-- What the task asks --
Render all of the material below as a JSON list of strings with one string per line, leaving out blank lines. Omit the pictures from the list.

-- Given data --
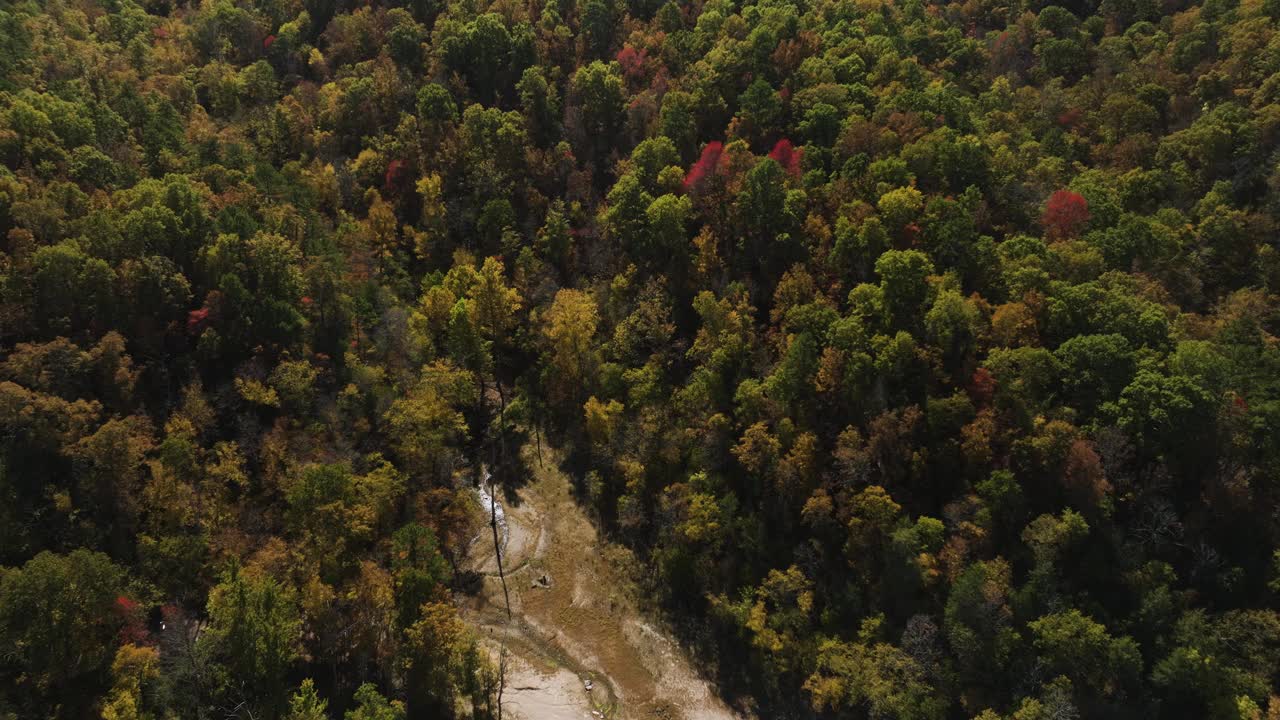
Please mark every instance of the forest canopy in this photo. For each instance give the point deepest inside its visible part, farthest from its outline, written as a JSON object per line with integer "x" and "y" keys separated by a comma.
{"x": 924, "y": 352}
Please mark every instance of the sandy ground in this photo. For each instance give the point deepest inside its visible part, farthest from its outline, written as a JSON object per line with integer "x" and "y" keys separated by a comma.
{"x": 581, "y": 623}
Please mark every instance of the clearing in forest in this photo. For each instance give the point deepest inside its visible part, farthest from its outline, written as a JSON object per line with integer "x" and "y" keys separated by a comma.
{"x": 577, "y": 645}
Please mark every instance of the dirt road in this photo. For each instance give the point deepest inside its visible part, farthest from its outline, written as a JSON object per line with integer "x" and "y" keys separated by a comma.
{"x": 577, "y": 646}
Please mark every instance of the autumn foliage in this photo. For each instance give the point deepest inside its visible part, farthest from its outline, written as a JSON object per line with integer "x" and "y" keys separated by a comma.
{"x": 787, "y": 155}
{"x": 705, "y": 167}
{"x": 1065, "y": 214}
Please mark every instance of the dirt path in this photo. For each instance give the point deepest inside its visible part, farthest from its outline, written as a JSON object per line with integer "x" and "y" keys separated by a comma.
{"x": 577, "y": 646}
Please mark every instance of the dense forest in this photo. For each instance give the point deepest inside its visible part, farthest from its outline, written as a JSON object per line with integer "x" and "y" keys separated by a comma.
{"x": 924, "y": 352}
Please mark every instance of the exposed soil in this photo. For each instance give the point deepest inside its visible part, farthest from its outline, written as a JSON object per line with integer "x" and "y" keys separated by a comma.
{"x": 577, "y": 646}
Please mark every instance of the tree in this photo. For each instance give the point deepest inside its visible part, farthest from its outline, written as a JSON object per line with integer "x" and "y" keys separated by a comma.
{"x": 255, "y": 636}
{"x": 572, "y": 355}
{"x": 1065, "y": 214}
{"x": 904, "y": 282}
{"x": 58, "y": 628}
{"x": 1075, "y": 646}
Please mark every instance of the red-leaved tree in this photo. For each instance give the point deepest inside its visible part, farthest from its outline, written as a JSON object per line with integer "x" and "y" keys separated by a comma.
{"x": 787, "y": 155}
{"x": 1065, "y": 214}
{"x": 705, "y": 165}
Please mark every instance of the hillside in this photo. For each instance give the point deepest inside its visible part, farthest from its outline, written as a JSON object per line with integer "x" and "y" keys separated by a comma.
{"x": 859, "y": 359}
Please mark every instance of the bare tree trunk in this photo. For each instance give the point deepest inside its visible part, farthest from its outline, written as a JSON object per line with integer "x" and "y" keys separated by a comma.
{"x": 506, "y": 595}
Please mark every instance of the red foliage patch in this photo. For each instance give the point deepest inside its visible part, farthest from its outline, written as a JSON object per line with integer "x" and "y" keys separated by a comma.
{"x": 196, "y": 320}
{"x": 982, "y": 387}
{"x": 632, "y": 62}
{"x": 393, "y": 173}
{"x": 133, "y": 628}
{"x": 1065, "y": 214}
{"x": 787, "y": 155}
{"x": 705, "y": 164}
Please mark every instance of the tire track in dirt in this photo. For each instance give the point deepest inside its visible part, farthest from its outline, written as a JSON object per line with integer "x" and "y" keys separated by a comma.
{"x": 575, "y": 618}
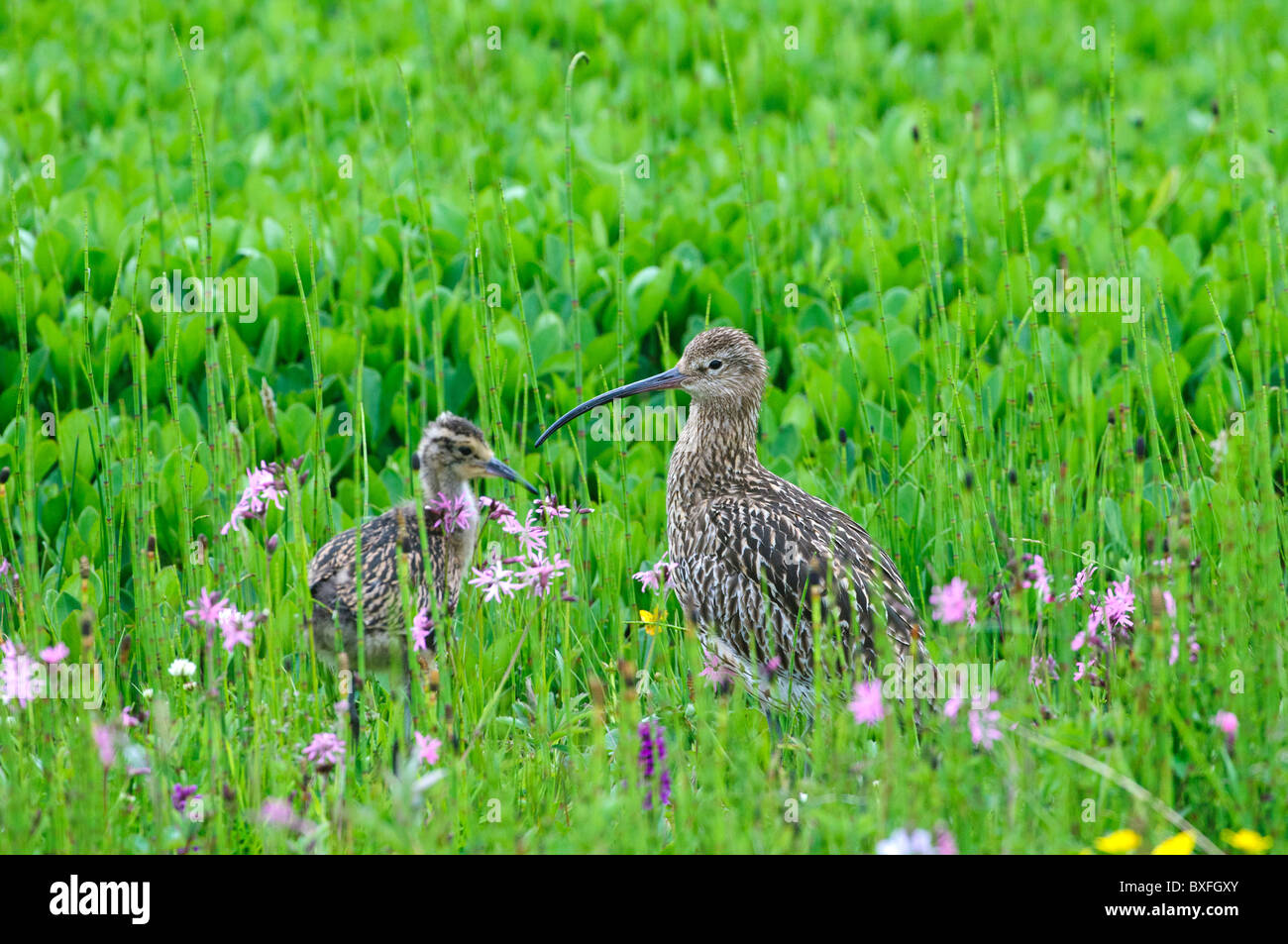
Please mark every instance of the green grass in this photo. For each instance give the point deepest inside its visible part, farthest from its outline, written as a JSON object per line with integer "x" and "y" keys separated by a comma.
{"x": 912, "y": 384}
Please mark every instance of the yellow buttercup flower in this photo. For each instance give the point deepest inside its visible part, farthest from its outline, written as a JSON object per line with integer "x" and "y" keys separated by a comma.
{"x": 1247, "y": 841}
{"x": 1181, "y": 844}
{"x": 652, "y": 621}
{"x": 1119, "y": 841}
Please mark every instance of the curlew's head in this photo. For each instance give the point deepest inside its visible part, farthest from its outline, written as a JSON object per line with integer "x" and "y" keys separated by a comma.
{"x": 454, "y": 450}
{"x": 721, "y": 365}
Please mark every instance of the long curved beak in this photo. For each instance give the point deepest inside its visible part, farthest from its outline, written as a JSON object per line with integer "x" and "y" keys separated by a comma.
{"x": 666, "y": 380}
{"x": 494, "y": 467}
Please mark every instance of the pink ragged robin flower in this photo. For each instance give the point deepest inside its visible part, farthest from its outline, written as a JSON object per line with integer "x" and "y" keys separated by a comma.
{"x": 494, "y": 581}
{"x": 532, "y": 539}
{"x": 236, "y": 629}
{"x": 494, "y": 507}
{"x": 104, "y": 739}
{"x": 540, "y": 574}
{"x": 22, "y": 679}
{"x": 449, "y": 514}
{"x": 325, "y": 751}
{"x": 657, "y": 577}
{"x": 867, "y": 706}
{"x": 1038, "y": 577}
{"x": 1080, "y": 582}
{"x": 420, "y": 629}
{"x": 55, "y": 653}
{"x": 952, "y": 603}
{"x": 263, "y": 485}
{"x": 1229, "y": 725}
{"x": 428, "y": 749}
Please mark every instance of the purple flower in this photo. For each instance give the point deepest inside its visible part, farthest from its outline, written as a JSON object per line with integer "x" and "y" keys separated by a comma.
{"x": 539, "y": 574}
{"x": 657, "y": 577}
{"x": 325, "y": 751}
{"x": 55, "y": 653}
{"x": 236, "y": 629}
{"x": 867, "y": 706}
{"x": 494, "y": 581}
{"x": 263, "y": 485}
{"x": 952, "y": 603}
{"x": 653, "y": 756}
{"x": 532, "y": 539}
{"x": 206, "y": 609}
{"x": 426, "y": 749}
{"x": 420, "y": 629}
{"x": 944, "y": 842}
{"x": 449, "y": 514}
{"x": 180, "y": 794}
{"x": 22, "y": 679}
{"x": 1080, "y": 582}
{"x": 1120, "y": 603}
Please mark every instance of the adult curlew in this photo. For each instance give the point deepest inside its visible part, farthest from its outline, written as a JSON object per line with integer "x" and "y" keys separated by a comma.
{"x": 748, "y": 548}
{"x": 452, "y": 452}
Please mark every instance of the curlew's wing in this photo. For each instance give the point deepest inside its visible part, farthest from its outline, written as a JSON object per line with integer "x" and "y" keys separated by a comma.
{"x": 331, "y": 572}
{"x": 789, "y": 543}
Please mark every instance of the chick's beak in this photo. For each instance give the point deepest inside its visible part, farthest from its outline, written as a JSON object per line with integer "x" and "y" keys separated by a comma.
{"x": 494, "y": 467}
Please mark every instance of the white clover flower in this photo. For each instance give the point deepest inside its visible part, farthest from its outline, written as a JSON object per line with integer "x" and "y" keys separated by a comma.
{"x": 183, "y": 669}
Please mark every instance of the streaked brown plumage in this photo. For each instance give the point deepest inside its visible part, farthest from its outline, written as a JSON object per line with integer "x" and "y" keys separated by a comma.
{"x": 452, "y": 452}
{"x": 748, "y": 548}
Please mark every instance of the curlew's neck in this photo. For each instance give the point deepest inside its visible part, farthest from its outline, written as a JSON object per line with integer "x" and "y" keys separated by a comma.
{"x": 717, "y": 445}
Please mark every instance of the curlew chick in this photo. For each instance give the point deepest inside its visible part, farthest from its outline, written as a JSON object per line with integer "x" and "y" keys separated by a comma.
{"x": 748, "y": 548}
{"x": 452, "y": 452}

-- Right answer --
[
  "Please mark every instance of the forest canopy in this photo. For each instance give the point deepest inside its visible part, farthest from its outline, written as a JSON object per line with integer \"x\" and \"y\" keys separated by a comma.",
  "{\"x\": 924, \"y\": 352}",
  "Please mark every instance of the sandy ground in this photo. For each instance give the point deepest inside its visible part, farthest from its outline, written as a JSON object per line with integer \"x\" and \"y\" keys separated by a comma.",
  "{\"x\": 581, \"y\": 623}",
  "Please mark every instance of the clearing in forest in this photo. For each instance give the point deepest inside its visible part, farthest from its outline, written as a JSON object per line with integer \"x\" and \"y\" keys separated by a comma.",
  "{\"x\": 577, \"y\": 645}",
  "Please mark every instance of the dirt road in this photo. For each instance give the point deepest inside its visible part, farthest from its outline, written as a JSON object per line with integer \"x\" and \"y\" keys separated by a comma.",
  "{\"x\": 577, \"y\": 646}",
  "Please mark every instance of the autumn foliage in this photo. For each instance give the point deepest inside its visible part, farthest from its outline, written as a JSON object per line with integer \"x\" and \"y\" keys separated by a comma.",
  "{\"x\": 787, \"y\": 155}",
  "{\"x\": 705, \"y\": 167}",
  "{\"x\": 1065, \"y\": 214}",
  "Please mark every instance of the dirt path in this photo. For each instance give the point deepest inside its visible part, farthest from its outline, written as a JSON object per line with integer \"x\" and \"y\" keys separated by a comma.",
  "{\"x\": 577, \"y\": 646}",
  "Please mark every instance of the dense forest in this photo. For each instance give the point deepest inside its visible part, farthest from its outline, written as a JSON object per line with integer \"x\" and \"y\" keys separated by a comma.",
  "{\"x\": 924, \"y\": 352}",
  "Please mark every instance of the exposed soil in this photo. For each instance give the point deepest inside its visible part, farthest from its outline, written as a JSON object per line with integer \"x\" and \"y\" keys separated by a comma.",
  "{\"x\": 577, \"y\": 646}",
  "Please mark every instance of the tree in this photo. For each instance give the point deepest inside its visible part, farthest from its outline, written as a JSON object per line with integer \"x\" and \"y\" keys separated by a comma.",
  "{\"x\": 255, \"y\": 636}",
  "{\"x\": 572, \"y\": 355}",
  "{\"x\": 1065, \"y\": 214}",
  "{\"x\": 904, \"y\": 282}",
  "{\"x\": 58, \"y\": 628}",
  "{\"x\": 1075, \"y\": 646}",
  "Please mark every instance of the red-leaved tree in this photo. For each instance give the point deepest inside its visible part, farthest from its outline, written as a JSON object per line with integer \"x\" and \"y\" keys separated by a comma.",
  "{\"x\": 787, \"y\": 155}",
  "{\"x\": 1065, \"y\": 214}",
  "{\"x\": 705, \"y\": 165}",
  "Please mark every instance of the hillside in this photo. For each instance give the point deepest inside its visible part, farthest from its outline, written as a JSON object per line with integer \"x\" and \"y\" keys separated by a comma.",
  "{\"x\": 859, \"y\": 359}",
  "Please mark every instance of the bare tree trunk in this photo. For each instance give the point deepest inside its visible part, farthest from its outline, written as a JSON object per line with integer \"x\" and \"y\" keys separated by a comma.",
  "{\"x\": 506, \"y\": 595}",
  "Please mark every instance of the red foliage patch in this photo. For each instance give the point deepest inside its visible part, farthest from its outline, written as a JSON object per line with integer \"x\" and \"y\" keys separated by a comma.",
  "{\"x\": 196, \"y\": 320}",
  "{\"x\": 982, \"y\": 387}",
  "{\"x\": 632, \"y\": 62}",
  "{\"x\": 393, \"y\": 173}",
  "{\"x\": 133, \"y\": 628}",
  "{\"x\": 1065, \"y\": 214}",
  "{\"x\": 787, \"y\": 155}",
  "{\"x\": 705, \"y\": 164}",
  "Please mark every instance of the tire track in dirt in this photo. For each instance give the point deepest inside its visible part, farthest from its outline, written as a JSON object per line with integer \"x\" and \"y\" keys separated by a comma.",
  "{\"x\": 575, \"y\": 618}",
  "Please mark every instance of the green grass in this photo. For each instance give the point deepest inside its visible part, farthest from its outline, written as a JSON object per line with integer \"x\" and \"y\" keys separated by a comma.",
  "{\"x\": 912, \"y\": 384}",
  "Please mark every instance of the yellow buttercup flower in this photo. For each instance give the point deepest inside its visible part, farthest from its outline, written as a JSON object per line with integer \"x\" and \"y\" keys separated by a comma.",
  "{\"x\": 1247, \"y\": 841}",
  "{\"x\": 1181, \"y\": 844}",
  "{\"x\": 652, \"y\": 621}",
  "{\"x\": 1119, \"y\": 841}",
  "Please mark every instance of the curlew's head in this photo. For each instance give the point deepest inside its visible part, farthest from its outline, written as a JSON object per line with integer \"x\" and \"y\" keys separated by a comma.",
  "{\"x\": 454, \"y\": 450}",
  "{\"x\": 721, \"y\": 365}",
  "Please mark every instance of the long curved beak in this photo. For each instance give the point deepest inside its visible part, farthest from its outline, written as a JSON object per line with integer \"x\" and \"y\" keys separated by a comma.",
  "{\"x\": 666, \"y\": 380}",
  "{\"x\": 494, \"y\": 467}",
  "Please mark every instance of the pink ragged robin flower in this photo. For each instance give the point deepest inside its visible part, farthest from its outline, written as a JSON object per line with integer \"x\" and \"y\" keys separated by a comma.",
  "{\"x\": 494, \"y\": 581}",
  "{\"x\": 532, \"y\": 539}",
  "{\"x\": 236, \"y\": 629}",
  "{\"x\": 494, \"y\": 507}",
  "{\"x\": 104, \"y\": 739}",
  "{\"x\": 540, \"y\": 574}",
  "{\"x\": 22, \"y\": 679}",
  "{\"x\": 449, \"y\": 514}",
  "{\"x\": 325, \"y\": 751}",
  "{\"x\": 657, \"y\": 577}",
  "{\"x\": 867, \"y\": 706}",
  "{\"x\": 1038, \"y\": 577}",
  "{\"x\": 1080, \"y\": 582}",
  "{\"x\": 420, \"y\": 629}",
  "{\"x\": 55, \"y\": 653}",
  "{\"x\": 952, \"y\": 603}",
  "{\"x\": 263, \"y\": 485}",
  "{\"x\": 1229, \"y\": 725}",
  "{\"x\": 428, \"y\": 749}",
  "Please mark every instance of the purple flower in this photo. For each instance give the point deepest inside its visible part, farthest from its outline, written as a JSON object per line with integer \"x\" and \"y\" keys separated by a comma.",
  "{\"x\": 539, \"y\": 574}",
  "{\"x\": 657, \"y\": 577}",
  "{\"x\": 325, \"y\": 751}",
  "{\"x\": 55, \"y\": 653}",
  "{\"x\": 236, \"y\": 629}",
  "{\"x\": 867, \"y\": 706}",
  "{\"x\": 494, \"y\": 581}",
  "{\"x\": 263, \"y\": 485}",
  "{\"x\": 952, \"y\": 603}",
  "{\"x\": 653, \"y\": 756}",
  "{\"x\": 532, \"y\": 539}",
  "{\"x\": 206, \"y\": 609}",
  "{\"x\": 426, \"y\": 749}",
  "{\"x\": 420, \"y\": 629}",
  "{\"x\": 944, \"y\": 842}",
  "{\"x\": 449, \"y\": 514}",
  "{\"x\": 180, \"y\": 794}",
  "{\"x\": 22, \"y\": 679}",
  "{\"x\": 1080, \"y\": 582}",
  "{\"x\": 1120, \"y\": 603}",
  "Please mark every instance of the adult curlew in this photo. For each instance give the point deepest inside its visible part, farthest from its outline, written as a JSON object per line with integer \"x\" and \"y\" keys separated by a comma.",
  "{\"x\": 748, \"y\": 548}",
  "{\"x\": 452, \"y\": 452}",
  "Please mark every instance of the curlew's wing in this photo. For each instance give the point deepest inside its visible part, farthest from its outline, written as a JSON object per line with integer \"x\" and \"y\" keys separated by a comma.",
  "{\"x\": 331, \"y\": 572}",
  "{\"x\": 789, \"y\": 543}",
  "Please mark every instance of the chick's beak in this photo. For each instance give the point deepest inside its visible part, farthest from its outline, written as a JSON object per line with integer \"x\" and \"y\" keys separated by a comma.",
  "{\"x\": 494, \"y\": 467}",
  "Please mark every instance of the white clover flower in this photo. For each instance give the point deepest inside its visible part, farthest from its outline, written as a JSON object per line with integer \"x\" and \"y\" keys separated by a comma.",
  "{\"x\": 183, \"y\": 669}",
  "Please mark every instance of the streaked brown plumage in this photo. For each instance give the point deepest inside its visible part, farthest from its outline, written as a JSON object per line with integer \"x\" and \"y\" keys separated by a comma.",
  "{\"x\": 452, \"y\": 452}",
  "{\"x\": 748, \"y\": 548}",
  "Please mark every instance of the curlew's neck in this photo. For each instance give the point deepest inside its visible part, farthest from its outline, written as a JSON object per line with integer \"x\" and \"y\" keys separated by a comma.",
  "{\"x\": 717, \"y\": 445}",
  "Please mark every instance of the curlew chick in this photo. For each instance give the point deepest inside its visible part, farthest from its outline, written as a JSON object per line with integer \"x\" and \"y\" keys separated by a comma.",
  "{\"x\": 748, \"y\": 548}",
  "{\"x\": 452, \"y\": 452}"
]